[[ DATA EXCERPTS open ]]

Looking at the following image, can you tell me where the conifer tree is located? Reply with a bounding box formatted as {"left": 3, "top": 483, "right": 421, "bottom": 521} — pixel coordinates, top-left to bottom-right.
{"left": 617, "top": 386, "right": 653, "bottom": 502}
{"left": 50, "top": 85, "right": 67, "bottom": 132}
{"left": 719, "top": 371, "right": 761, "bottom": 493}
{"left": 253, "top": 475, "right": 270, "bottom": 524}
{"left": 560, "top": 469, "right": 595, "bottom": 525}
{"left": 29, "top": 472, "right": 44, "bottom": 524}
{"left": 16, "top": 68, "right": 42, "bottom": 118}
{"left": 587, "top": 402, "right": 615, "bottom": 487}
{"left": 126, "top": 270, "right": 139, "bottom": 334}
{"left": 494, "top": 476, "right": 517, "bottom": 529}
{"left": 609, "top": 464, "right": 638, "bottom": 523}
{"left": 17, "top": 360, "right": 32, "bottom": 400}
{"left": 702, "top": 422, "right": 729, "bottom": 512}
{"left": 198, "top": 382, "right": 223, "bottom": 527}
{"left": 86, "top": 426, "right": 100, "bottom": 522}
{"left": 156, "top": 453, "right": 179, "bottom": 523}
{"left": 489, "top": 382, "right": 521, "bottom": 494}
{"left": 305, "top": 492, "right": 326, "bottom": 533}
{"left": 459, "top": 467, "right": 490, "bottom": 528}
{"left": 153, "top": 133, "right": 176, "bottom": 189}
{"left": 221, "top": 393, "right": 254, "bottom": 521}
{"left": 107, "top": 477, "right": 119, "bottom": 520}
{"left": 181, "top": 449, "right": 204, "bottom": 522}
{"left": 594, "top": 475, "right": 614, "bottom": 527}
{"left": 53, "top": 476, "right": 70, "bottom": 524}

[[ DATA EXCERPTS closed ]]

→ TASK:
Output the entries exactly.

→ RESPONSE TO THE TASK:
Looking at the following image, can you tell me where the conifer tree is located? Reply with a bounding box formatted as {"left": 3, "top": 483, "right": 421, "bottom": 521} — pixel coordinates, top-left to bottom-right.
{"left": 617, "top": 386, "right": 653, "bottom": 502}
{"left": 50, "top": 85, "right": 67, "bottom": 132}
{"left": 719, "top": 371, "right": 761, "bottom": 493}
{"left": 253, "top": 475, "right": 270, "bottom": 524}
{"left": 560, "top": 469, "right": 595, "bottom": 525}
{"left": 29, "top": 472, "right": 44, "bottom": 524}
{"left": 16, "top": 68, "right": 42, "bottom": 118}
{"left": 587, "top": 402, "right": 615, "bottom": 487}
{"left": 126, "top": 270, "right": 139, "bottom": 334}
{"left": 494, "top": 476, "right": 517, "bottom": 529}
{"left": 609, "top": 464, "right": 638, "bottom": 523}
{"left": 17, "top": 360, "right": 32, "bottom": 400}
{"left": 702, "top": 422, "right": 729, "bottom": 512}
{"left": 198, "top": 382, "right": 223, "bottom": 527}
{"left": 86, "top": 426, "right": 100, "bottom": 522}
{"left": 156, "top": 453, "right": 179, "bottom": 523}
{"left": 489, "top": 382, "right": 521, "bottom": 494}
{"left": 305, "top": 492, "right": 326, "bottom": 533}
{"left": 459, "top": 467, "right": 490, "bottom": 528}
{"left": 153, "top": 133, "right": 176, "bottom": 189}
{"left": 221, "top": 393, "right": 254, "bottom": 521}
{"left": 107, "top": 477, "right": 119, "bottom": 520}
{"left": 181, "top": 449, "right": 204, "bottom": 522}
{"left": 594, "top": 475, "right": 614, "bottom": 527}
{"left": 53, "top": 476, "right": 70, "bottom": 524}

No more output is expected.